• [Provided data]

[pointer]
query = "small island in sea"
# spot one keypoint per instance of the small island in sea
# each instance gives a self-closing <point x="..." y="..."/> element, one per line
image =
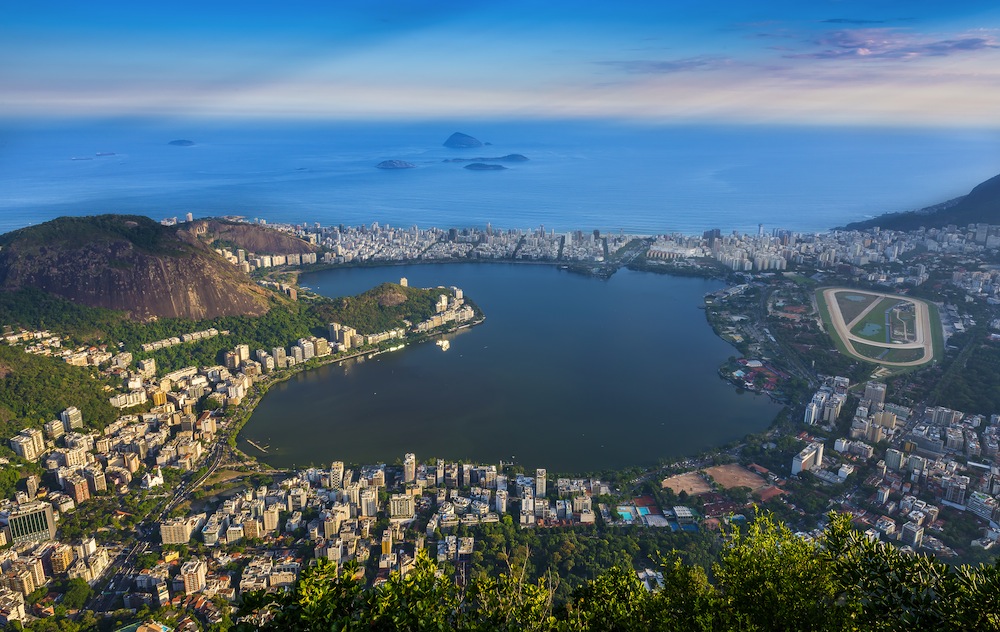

• [What to do]
Present each line of the listing above as an item in a numbered list, omitting any blank lines. Leave the picture out of your answer.

• [Correct response]
1. [pointer]
2. query = "small island in sea"
3. # spot one keypoint per instance of the small island in sea
4. # each instance gives a self-closing <point x="..." y="..."/> element, one per line
5. image =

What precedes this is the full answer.